__WRITTEN EXERCISE__. Provide an exact copy of the data, excluding the images.
--- start ---
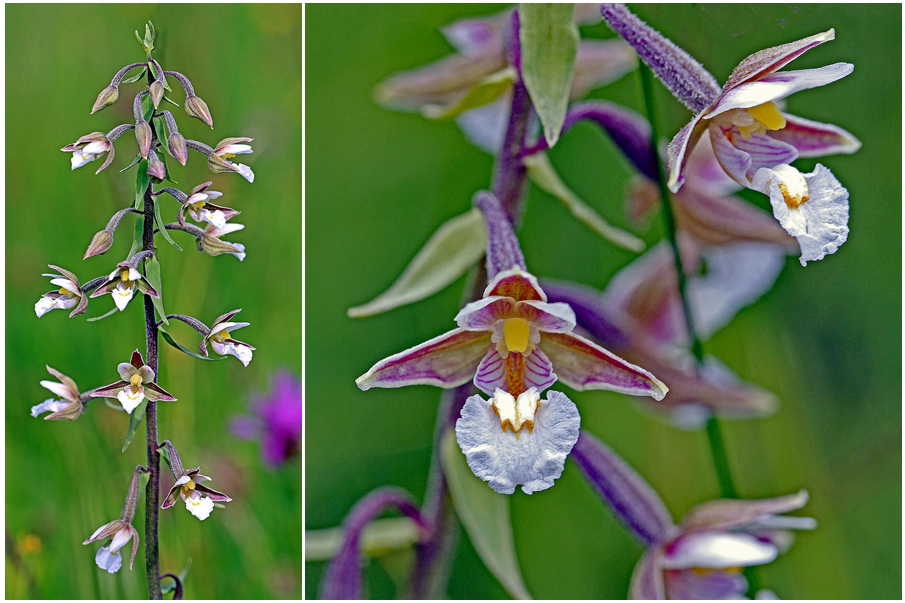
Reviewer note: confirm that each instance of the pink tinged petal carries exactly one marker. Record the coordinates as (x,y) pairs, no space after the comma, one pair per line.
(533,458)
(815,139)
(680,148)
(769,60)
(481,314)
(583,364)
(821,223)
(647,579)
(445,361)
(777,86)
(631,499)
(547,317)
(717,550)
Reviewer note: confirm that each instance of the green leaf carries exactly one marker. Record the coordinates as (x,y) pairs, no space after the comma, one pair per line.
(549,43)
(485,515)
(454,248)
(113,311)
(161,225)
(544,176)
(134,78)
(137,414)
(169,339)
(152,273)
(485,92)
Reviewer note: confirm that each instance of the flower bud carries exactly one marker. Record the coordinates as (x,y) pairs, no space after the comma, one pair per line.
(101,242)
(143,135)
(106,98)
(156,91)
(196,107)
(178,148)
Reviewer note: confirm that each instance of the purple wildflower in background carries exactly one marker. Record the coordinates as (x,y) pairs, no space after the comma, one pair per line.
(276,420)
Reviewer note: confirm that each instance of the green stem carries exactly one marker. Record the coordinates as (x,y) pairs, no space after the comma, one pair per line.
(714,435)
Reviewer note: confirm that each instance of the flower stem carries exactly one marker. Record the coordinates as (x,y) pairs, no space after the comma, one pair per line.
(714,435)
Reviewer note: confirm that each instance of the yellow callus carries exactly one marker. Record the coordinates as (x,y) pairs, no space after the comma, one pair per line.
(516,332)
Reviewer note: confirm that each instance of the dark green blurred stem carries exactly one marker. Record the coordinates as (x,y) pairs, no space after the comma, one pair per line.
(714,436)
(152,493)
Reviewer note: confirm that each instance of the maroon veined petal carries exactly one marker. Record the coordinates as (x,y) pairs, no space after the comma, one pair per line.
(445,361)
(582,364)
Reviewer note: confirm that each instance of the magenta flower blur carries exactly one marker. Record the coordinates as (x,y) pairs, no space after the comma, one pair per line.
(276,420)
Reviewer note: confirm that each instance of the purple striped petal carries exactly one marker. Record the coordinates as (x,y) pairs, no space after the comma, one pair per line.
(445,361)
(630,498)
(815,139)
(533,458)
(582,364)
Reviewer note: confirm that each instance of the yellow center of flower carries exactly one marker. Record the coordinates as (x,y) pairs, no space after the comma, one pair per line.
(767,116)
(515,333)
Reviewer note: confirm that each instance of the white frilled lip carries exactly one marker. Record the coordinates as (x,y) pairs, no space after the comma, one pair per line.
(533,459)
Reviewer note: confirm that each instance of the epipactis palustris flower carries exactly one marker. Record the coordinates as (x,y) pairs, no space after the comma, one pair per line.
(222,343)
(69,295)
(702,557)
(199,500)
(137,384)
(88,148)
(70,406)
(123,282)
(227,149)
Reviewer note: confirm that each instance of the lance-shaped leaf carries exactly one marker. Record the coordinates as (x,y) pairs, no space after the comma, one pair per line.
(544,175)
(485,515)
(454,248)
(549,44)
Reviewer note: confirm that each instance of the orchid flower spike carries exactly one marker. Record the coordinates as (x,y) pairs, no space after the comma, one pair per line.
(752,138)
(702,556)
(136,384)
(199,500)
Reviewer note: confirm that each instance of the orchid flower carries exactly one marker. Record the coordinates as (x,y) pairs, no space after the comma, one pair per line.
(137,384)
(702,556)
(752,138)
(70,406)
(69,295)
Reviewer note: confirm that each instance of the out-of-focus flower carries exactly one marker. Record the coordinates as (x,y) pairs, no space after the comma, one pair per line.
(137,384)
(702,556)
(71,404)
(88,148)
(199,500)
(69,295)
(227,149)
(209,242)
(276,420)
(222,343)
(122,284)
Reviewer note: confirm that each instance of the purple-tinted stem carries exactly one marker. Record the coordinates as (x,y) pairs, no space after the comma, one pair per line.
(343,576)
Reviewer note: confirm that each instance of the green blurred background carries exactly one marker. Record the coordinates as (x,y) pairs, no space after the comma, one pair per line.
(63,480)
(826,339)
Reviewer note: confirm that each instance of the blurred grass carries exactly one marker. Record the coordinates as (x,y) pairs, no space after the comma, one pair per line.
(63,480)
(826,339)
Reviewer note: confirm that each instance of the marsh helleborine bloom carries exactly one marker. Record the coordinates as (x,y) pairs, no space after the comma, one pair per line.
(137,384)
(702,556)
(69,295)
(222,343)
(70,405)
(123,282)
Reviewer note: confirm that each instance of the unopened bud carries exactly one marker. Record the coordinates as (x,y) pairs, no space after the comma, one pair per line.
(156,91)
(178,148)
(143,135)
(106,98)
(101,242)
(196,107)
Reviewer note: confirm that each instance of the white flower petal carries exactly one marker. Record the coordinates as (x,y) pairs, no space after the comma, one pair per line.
--- end ---
__SOLUTION TO THIS EXERCISE__.
Reviewer note: confirm that each instance of the pink tinged petal carries exactly one marker. Record the coordinates as (x,y) pairs, no space after the comma, one pair per line.
(533,458)
(815,139)
(680,148)
(769,60)
(481,314)
(583,364)
(821,223)
(647,579)
(445,361)
(777,86)
(631,499)
(547,317)
(717,550)
Reviewer note: confirm that each instance of the green leaf carries exactly one marker. Record the coordinates as (x,y) pairs, no space after the comma, one pair per line.
(549,43)
(485,515)
(454,248)
(113,311)
(161,225)
(544,176)
(134,78)
(137,414)
(169,339)
(152,273)
(485,92)
Reviewer note: confirm that each instance of the flower bud carries exactly one marker. Record the coordinates as (x,y) pairs, no space after the comma, one pair per line.
(101,242)
(143,135)
(106,98)
(156,91)
(196,107)
(178,148)
Reviewer note: confirm that each instance of the purple wildflower in background carries exactly one marker. Record the coordinates as (x,y) pairs, no space after the comma, one pair per line.
(276,420)
Reviewer note: confirm that each instance of the green stem carries exactly one marker. Record the coordinates as (x,y) pairs, no space after the comma, one pair per line.
(714,435)
Reviewer note: confirm that each instance of the flower stem carries exactly one marker. Record the coordinates as (x,y) pairs, no space after the comma, one pair per line.
(714,435)
Reviewer note: confirm that each instance of the yellow callus carries exactly one marker. Record the coordinates as (x,y) pairs, no space after the comma, one pair per line.
(516,332)
Reviewer note: confirm that each instance of the dark green blurred stem carries exactly one marker. Record the coordinates as (x,y) pairs, no space after the comma, one pair per line.
(714,436)
(152,493)
Reviewer note: confirm that each instance of the maroon veined petal carries exactly one marker. Record the coordinates as (x,y) pairs, no space after the comma, one pair per line.
(445,361)
(582,364)
Reviewer note: confirm that each instance of the magenta flower blur carries exactly one marker. Record the coordinates as (x,y) pairs, no space after the comma, one pair per line.
(276,420)
Reviewer note: confirm that each instance of the purple striped petal carries exactly one marker. Record the coordinates as (x,y) pairs, no space after the comma, one pair per line.
(445,361)
(630,498)
(815,139)
(533,458)
(582,364)
Reviewer note: confirm that each instance of the yellow center of flower carries exactly one marker. Record the coordinates as (x,y) pairs, no space after the comma, one pair per line.
(767,116)
(515,333)
Reviewer note: confirm that each instance of the white frilled lip carries exactly one marker. Record the coordinates as (x,y) pairs, no space after the comma, one pair per line.
(533,459)
Reviewer note: confirm that each instance of the epipactis palustris flower carries exactly one marker. Record the coordinates as (x,y) pairs, no space after the comma, one pair per line.
(222,343)
(69,295)
(702,557)
(199,500)
(137,384)
(88,148)
(70,406)
(123,282)
(227,149)
Reviewer note: confirm that each instance of the lance-shaped leaf carries exactly one marker. Record the coordinates as (x,y) pairs, no space after the comma, one pair per line.
(544,175)
(485,515)
(454,248)
(549,44)
Reviewer note: confirm that each instance of the orchid flower spike carries exactly one marker. Record the coordinates as (x,y) pairs, no space after the comma, one pair per line.
(752,138)
(702,556)
(136,384)
(199,500)
Reviewer note: confirm that each instance of the orchid flower carries exactly one marker. Record the coordinates as (x,y) pairs, no space after the comma, one pair per line.
(137,384)
(702,556)
(752,138)
(70,406)
(69,295)
Reviewer note: confirm that each instance of the out-of-focus flower carries exactly one marker. Record the coordinates as (x,y) pairs, no space after the comma, one pair per line.
(137,384)
(702,556)
(71,404)
(88,148)
(199,500)
(69,295)
(227,149)
(209,242)
(276,420)
(222,343)
(122,284)
Reviewer note: confirm that each instance of the purple-tinted stem carries exactly one marker. Record the coordinates as (x,y) pairs, no space after the comma, one pair per line.
(343,576)
Reviewer note: confirm that each instance of the green blurred background carries exactly one marker. Record the coordinates as (x,y) pairs, no space after the comma, one pair per line.
(63,480)
(826,339)
Reviewer note: confirm that each instance of the blurred grass carries exactly one marker. Record the coordinates as (x,y) pairs, no space after the comma, one pair per line.
(63,480)
(826,339)
Reviewer note: confirm that each instance of the marsh helleborine bloom carries exactly one marker. Record the coordinates as (x,y) pairs, no space after the comma, one pair per line.
(137,384)
(702,556)
(69,295)
(222,343)
(70,405)
(123,282)
Reviewer note: confirm that each instance of the unopened bud carries exactly one marker. Record the coordinates as (x,y) pairs, no space after the comma, one pair per line.
(156,91)
(178,148)
(143,135)
(106,98)
(101,242)
(196,107)
Reviewer note: confirm that each instance of the white flower petal carries exactly one marker. Record the coordinates as (x,y) pairs, no space after the comma, one pair per line.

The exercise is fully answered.